--- START ---
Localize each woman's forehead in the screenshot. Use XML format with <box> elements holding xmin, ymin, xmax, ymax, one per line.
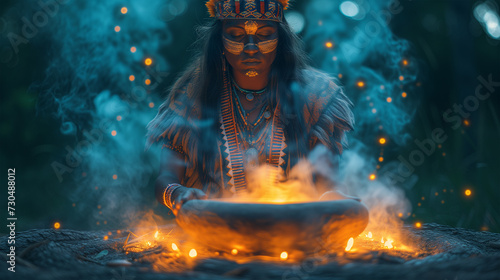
<box><xmin>224</xmin><ymin>19</ymin><xmax>278</xmax><ymax>28</ymax></box>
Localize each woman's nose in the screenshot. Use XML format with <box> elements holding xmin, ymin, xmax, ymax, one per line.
<box><xmin>243</xmin><ymin>35</ymin><xmax>259</xmax><ymax>55</ymax></box>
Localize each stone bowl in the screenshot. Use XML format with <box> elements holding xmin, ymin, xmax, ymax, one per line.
<box><xmin>176</xmin><ymin>199</ymin><xmax>368</xmax><ymax>255</ymax></box>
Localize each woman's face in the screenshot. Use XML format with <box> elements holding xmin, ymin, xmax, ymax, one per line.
<box><xmin>222</xmin><ymin>19</ymin><xmax>278</xmax><ymax>78</ymax></box>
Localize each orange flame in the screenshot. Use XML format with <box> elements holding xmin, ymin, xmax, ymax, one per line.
<box><xmin>345</xmin><ymin>237</ymin><xmax>354</xmax><ymax>252</ymax></box>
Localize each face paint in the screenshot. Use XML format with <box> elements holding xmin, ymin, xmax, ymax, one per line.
<box><xmin>245</xmin><ymin>20</ymin><xmax>259</xmax><ymax>35</ymax></box>
<box><xmin>222</xmin><ymin>36</ymin><xmax>245</xmax><ymax>55</ymax></box>
<box><xmin>245</xmin><ymin>70</ymin><xmax>259</xmax><ymax>78</ymax></box>
<box><xmin>222</xmin><ymin>36</ymin><xmax>278</xmax><ymax>55</ymax></box>
<box><xmin>257</xmin><ymin>38</ymin><xmax>278</xmax><ymax>53</ymax></box>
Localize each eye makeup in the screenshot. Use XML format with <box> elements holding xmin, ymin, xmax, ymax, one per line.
<box><xmin>222</xmin><ymin>36</ymin><xmax>278</xmax><ymax>55</ymax></box>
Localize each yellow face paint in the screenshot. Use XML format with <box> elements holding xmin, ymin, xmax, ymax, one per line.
<box><xmin>222</xmin><ymin>36</ymin><xmax>278</xmax><ymax>55</ymax></box>
<box><xmin>222</xmin><ymin>36</ymin><xmax>245</xmax><ymax>55</ymax></box>
<box><xmin>245</xmin><ymin>20</ymin><xmax>259</xmax><ymax>35</ymax></box>
<box><xmin>257</xmin><ymin>38</ymin><xmax>278</xmax><ymax>53</ymax></box>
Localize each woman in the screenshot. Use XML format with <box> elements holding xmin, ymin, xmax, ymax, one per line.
<box><xmin>148</xmin><ymin>0</ymin><xmax>354</xmax><ymax>213</ymax></box>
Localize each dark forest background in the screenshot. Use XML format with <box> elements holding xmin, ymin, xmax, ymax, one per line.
<box><xmin>0</xmin><ymin>0</ymin><xmax>500</xmax><ymax>232</ymax></box>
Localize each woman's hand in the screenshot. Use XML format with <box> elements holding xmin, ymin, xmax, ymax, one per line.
<box><xmin>319</xmin><ymin>190</ymin><xmax>361</xmax><ymax>201</ymax></box>
<box><xmin>172</xmin><ymin>187</ymin><xmax>208</xmax><ymax>216</ymax></box>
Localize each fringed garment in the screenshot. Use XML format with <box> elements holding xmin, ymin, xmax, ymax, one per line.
<box><xmin>147</xmin><ymin>69</ymin><xmax>354</xmax><ymax>196</ymax></box>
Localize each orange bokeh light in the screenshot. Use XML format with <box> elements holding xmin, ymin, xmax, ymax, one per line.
<box><xmin>189</xmin><ymin>249</ymin><xmax>198</xmax><ymax>258</ymax></box>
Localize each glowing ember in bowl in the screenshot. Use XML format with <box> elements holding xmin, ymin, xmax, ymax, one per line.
<box><xmin>177</xmin><ymin>199</ymin><xmax>368</xmax><ymax>255</ymax></box>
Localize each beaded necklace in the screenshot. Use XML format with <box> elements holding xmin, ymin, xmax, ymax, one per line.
<box><xmin>233</xmin><ymin>80</ymin><xmax>267</xmax><ymax>101</ymax></box>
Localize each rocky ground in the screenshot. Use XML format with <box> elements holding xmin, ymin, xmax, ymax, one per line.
<box><xmin>0</xmin><ymin>224</ymin><xmax>500</xmax><ymax>280</ymax></box>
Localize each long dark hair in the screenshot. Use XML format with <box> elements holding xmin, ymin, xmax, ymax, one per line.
<box><xmin>148</xmin><ymin>19</ymin><xmax>309</xmax><ymax>191</ymax></box>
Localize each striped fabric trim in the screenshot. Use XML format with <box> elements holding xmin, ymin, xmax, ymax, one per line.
<box><xmin>220</xmin><ymin>70</ymin><xmax>286</xmax><ymax>194</ymax></box>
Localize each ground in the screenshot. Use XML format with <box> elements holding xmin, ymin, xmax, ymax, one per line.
<box><xmin>0</xmin><ymin>224</ymin><xmax>500</xmax><ymax>280</ymax></box>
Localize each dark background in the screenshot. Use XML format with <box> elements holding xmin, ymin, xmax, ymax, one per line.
<box><xmin>0</xmin><ymin>0</ymin><xmax>500</xmax><ymax>232</ymax></box>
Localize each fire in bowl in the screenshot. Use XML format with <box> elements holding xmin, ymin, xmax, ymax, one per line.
<box><xmin>177</xmin><ymin>199</ymin><xmax>368</xmax><ymax>254</ymax></box>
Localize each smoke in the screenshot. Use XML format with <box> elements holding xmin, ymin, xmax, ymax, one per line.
<box><xmin>2</xmin><ymin>0</ymin><xmax>193</xmax><ymax>228</ymax></box>
<box><xmin>303</xmin><ymin>0</ymin><xmax>418</xmax><ymax>237</ymax></box>
<box><xmin>304</xmin><ymin>0</ymin><xmax>417</xmax><ymax>145</ymax></box>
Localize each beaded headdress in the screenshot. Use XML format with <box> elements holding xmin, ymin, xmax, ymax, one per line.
<box><xmin>205</xmin><ymin>0</ymin><xmax>289</xmax><ymax>22</ymax></box>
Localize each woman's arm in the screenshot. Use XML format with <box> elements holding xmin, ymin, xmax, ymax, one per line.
<box><xmin>155</xmin><ymin>148</ymin><xmax>206</xmax><ymax>214</ymax></box>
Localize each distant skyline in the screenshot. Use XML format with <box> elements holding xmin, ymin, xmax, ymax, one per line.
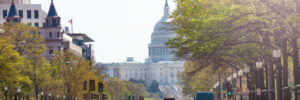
--- END ---
## [EXERCISE GOAL]
Reproduce every line of the records from the one containing "Localize each smoke" through the end of the records, both included, and leave the pictures out of your answer.

## [TASK ANSWER]
Localize each smoke in the screenshot. Use XML format with <box> elements holding xmin, ymin, xmax, ymax, one per line.
<box><xmin>2</xmin><ymin>0</ymin><xmax>193</xmax><ymax>228</ymax></box>
<box><xmin>303</xmin><ymin>0</ymin><xmax>418</xmax><ymax>237</ymax></box>
<box><xmin>304</xmin><ymin>0</ymin><xmax>417</xmax><ymax>145</ymax></box>
Localize each beaded headdress in the screenshot. Use XML format with <box> elements holding xmin, ymin, xmax, ymax, one per line.
<box><xmin>205</xmin><ymin>0</ymin><xmax>289</xmax><ymax>22</ymax></box>
Localize each woman's arm in the screenshot. Use XML format with <box> elements holding xmin, ymin, xmax, ymax, one per line.
<box><xmin>155</xmin><ymin>148</ymin><xmax>206</xmax><ymax>214</ymax></box>
Localize each distant skyline in the screenshot. Use XML format with <box> elements holding xmin, ymin, xmax, ymax, one per line.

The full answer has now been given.